Unsere Streitkultur
Als ich hier in der Gruppe irgendwann alle Themen und Diskussionen nachgelesen hatte, hab ich erstmal mit dem Kopf geschüttelt und mich gefragt, was an dem Umgang miteinander der Mitglieder von Bad Weisheit eigentlich "weise" sein soll. Meist wurde nicht nur diskutiert, sondern regelrecht gestritten, und noch schimmer: Es gab nicht wenige persönliche Anfeindungen. Warum nur?
Wenn jemand anderer Meinung ist als ich und diese auch selbstbewusst vertritt, dann ist er doch deswegen nicht gleich mein Feind! Ich muss ihn nicht ab sofort energisch bekämpfen, sondern es ist nur ein Mensch wie Du und ich - aber eben mit einer anderen Meinung. Und er greift mich auch nicht an, sondern er ist nur anderer Meinung als ich. Für die hat er sicher gute Gründe: Seine Geschichte, seine Sicht der Dinge, sein Beruf, andere Informationen als ich oder was auch immer. Und anstatt sich dann zu verschließen und sofort in den "Kriegmodus" zu verfallen, wäre es vielleicht sinnvoll und hilfreich, dem anderen mit seiner gegensätzlichen Meinung einfach mal offen zuzuhören und ihn zu verstehen versuchen.
Und selbst wenn ich die Meinung eines anderen zum Kotzen finde, so ist doch der Mensch hinter dieser Meinung nicht auch gleich zum Kotzen! Dem kann ich doch trotzdem mit Respekt begegnen. Oder nicht?
Ich hab den Eindruck, gerade daran mangelt es in dieser Gruppe häufig (nicht immer!), und das ist unbegreiflich, wenn man daran denkt, dass es die Gruppe "Bad Weisheit" ist. Deshalb einfach mal eine höfliche, aber vielleicht wichtige Frage an alle in unserer Gruppe:
Können wir nicht mehr miteinander diskutieren? Haben wir es vielleicht gar nicht gelernt? Können wir nicht erwachsen, vernünftig und konstruktiv miteinander "streiten"?

__Aufgabe__. Gib aus dem Text über die Streitkultur die Stelle zwischen „Und selbst wenn“ und „begegnen. Oder nicht?“ einschließlich wortgetreu aus.

__Vorliegende Daten__.

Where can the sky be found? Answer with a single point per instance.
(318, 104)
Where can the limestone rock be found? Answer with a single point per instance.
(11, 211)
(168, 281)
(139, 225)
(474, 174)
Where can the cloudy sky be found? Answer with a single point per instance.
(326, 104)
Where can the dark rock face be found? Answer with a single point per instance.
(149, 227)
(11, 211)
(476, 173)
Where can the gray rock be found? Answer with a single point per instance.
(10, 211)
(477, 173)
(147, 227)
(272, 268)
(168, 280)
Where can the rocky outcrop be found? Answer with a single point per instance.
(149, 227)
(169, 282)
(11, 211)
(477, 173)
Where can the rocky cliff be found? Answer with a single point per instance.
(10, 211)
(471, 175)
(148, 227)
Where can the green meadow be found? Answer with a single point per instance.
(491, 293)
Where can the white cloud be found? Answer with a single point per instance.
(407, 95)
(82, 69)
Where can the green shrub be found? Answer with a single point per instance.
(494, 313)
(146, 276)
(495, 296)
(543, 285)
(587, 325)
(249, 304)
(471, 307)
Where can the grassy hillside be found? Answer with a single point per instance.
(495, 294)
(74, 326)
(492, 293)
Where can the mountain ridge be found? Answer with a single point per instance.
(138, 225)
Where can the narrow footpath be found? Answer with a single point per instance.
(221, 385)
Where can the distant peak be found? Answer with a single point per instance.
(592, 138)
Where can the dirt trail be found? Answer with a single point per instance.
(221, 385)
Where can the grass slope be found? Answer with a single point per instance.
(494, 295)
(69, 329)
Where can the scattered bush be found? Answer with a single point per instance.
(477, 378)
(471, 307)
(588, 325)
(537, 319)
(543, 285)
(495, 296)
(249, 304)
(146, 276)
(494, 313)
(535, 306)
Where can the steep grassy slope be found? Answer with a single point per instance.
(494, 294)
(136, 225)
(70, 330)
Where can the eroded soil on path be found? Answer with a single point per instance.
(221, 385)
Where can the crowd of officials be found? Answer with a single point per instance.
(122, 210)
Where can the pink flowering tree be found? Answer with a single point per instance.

__Antwort__.
Und selbst wenn ich die Meinung eines anderen zum Kotzen finde, so ist doch der Mensch hinter dieser Meinung nicht auch gleich zum Kotzen! Dem kann ich doch trotzdem mit Respekt begegnen. Oder nicht?